- **ASSIGNMENT 1**
List every U.S. state named in the article below on the Diebold voting-machine security hole.

+++ TEXT +++

Posted on 05/10/2006 9:37:36 AM PDT by NormsRevenge
Elections officials in several states are scrambling to understand and limit the risk from a "dangerous" security hole found in Diebold Election Systems Inc.'s ATM-like touch-screen voting machines.
The hole is considered more worrisome than most security problems discovered on modern voting machines, such as weak encryption, easily pickable locks and use of the same, weak password nationwide.
Armed with a little basic knowledge of Diebold voting systems and a standard component available at any computer store, someone with a minute or two of access to a Diebold touch screen could load virtually any software into the machine and disable it, redistribute votes or alter its performance in myriad ways.
"This one is worse than any of the others I've seen. It's more fundamental," said Douglas Jones, a University of Iowa computer scientist and veteran voting-system examiner for the state of Iowa.
"In the other ones, we've been arguing about the security of the locks on the front door," Jones said. "Now we find that there's no back door. This is the kind of thing where if the states don't get out in front of the hackers, there's a real threat."
This newspaper is withholding some details of the vulnerability at the request of several elections officials and scientists, partly because exploiting it is so simple and the tools for doing so are widely available.
A Finnish computer expert working with Black Box Voting, a nonprofit organization critical of electronic voting, found the security hole in March after Emery County, Utah, was forced by state officials to accept Diebold touch screens, and a local elections official let the expert examine the machines.
Black Box Voting was to issue two reports today on the security hole, one of limited distribution that explains the vulnerability fully and one for public release that withholds key technical details.
The computer expert, Harri Hursti, quietly sent word of the vulnerability in March to several computer scientists who advise various states on voting systems. At least two of those scientists verified some or all of Hursti's findings. Several notified their states and requested meetings with Diebold to understand the problem.
The National Association of State Elections Directors, the nongovernmental group that issues national-level approvals for voting systems, learned of the vulnerability Tuesday and was weighing its response. States are scheduled to hold primaries in May, June and July.
"Our voting systems board is looking at this issue," said NASED Chairman Kevin Kennedy, a Wisconsin elections official.
"The states are talking among themselves and looking at plans to mitigate this."
California, Pennsylvania and Iowa are issuing emergency notices to local elections officials, generally telling them to "sequester" their Diebold touch screens and reprogram them with "trusted" software issued by the state capital. Then elections officials are to keep the machines sealed with tamper-resistant tape until Election Day.

+++

- **ASSIGNMENT 2**
Count the lines in the records below that contain the string "white", and reply with the number only.

+++ RECORDS FOR THE EXERCISE +++

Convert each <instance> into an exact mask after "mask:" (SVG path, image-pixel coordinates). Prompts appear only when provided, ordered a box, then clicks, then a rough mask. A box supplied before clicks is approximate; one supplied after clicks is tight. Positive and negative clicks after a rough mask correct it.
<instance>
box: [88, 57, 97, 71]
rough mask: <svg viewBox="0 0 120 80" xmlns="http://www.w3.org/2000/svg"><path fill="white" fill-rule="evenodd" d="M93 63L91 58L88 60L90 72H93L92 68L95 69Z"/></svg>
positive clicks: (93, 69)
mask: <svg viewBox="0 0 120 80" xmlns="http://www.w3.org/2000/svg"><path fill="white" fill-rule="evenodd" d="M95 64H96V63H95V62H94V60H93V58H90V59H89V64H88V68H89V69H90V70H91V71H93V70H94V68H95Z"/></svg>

+++
+++ RECORDS FOR THE EXERCISE +++

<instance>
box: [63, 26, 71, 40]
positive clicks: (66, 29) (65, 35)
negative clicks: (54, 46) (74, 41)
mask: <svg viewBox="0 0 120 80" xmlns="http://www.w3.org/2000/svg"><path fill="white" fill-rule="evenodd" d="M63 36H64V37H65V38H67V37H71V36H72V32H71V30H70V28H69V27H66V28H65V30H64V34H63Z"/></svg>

+++

- **OUTPUT 1**
California, Iowa, Pennsylvania, Utah, Wisconsin

- **OUTPUT 2**
3